Repeat the lines of the data that follow, please, starting at the first and stopping after the one with "white wall cabinet.".

§ Region pointing data
┄┄┄┄┄┄

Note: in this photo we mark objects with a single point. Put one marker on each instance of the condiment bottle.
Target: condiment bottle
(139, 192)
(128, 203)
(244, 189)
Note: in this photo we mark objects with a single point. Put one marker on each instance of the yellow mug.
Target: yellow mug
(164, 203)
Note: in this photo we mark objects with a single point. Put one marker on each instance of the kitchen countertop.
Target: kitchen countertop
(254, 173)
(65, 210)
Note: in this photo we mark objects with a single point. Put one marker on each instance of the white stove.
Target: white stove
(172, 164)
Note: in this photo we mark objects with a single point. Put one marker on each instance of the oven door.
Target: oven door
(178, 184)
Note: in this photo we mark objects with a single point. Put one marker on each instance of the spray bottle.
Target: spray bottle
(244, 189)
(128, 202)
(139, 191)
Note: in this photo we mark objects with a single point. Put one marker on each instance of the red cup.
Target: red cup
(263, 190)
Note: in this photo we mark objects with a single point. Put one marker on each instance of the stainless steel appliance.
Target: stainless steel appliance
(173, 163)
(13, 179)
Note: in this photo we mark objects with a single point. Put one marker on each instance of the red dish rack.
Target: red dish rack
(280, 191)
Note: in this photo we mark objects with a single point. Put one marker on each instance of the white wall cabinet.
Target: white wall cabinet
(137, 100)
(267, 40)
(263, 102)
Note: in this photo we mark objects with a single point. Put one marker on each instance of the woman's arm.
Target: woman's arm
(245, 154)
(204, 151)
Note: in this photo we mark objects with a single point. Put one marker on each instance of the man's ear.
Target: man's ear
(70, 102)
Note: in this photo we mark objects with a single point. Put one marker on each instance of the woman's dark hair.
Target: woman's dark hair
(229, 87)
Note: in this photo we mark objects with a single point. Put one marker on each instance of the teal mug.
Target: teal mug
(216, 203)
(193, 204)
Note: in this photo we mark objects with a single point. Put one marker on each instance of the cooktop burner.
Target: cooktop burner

┄┄┄┄┄┄

§ Task output
Note: in this photo we mark objects with a single point. Put one marker on each instance of the condiment bottle.
Target: condiment bottle
(139, 192)
(128, 203)
(244, 189)
Note: in this photo we mark objects with a single point. Put one marker on each instance of the yellow mug.
Target: yellow mug
(164, 203)
Note: in this photo we mark objects with a single point. Put one marker on each instance of the kitchen countertop.
Target: kitchen countertop
(254, 173)
(65, 210)
Note: in this photo we mark objects with a single point. Put one marker on each instance of the white stove.
Target: white stove
(172, 164)
Note: in this photo we mark objects with a single point. Put one marker on each instance of the oven door.
Target: oven door
(178, 184)
Note: in this photo we mark objects with a single point. Put one marker on each instance of the spray bottle.
Target: spray bottle
(244, 189)
(128, 202)
(139, 191)
Note: in this photo we mark objects with a single point. Put one marker on each instance of the red cup.
Target: red cup
(263, 190)
Note: in this photo we mark objects with a single point. Put one marker on each instance of the stainless steel appliance.
Target: stainless steel appliance
(173, 163)
(13, 179)
Note: in this photo we mark objects with a single point. Put one marker on each instance of the red dish rack.
Target: red dish rack
(280, 191)
Note: in this photo we mark objects with a single point. Put one marker on each instance of the white wall cabinet.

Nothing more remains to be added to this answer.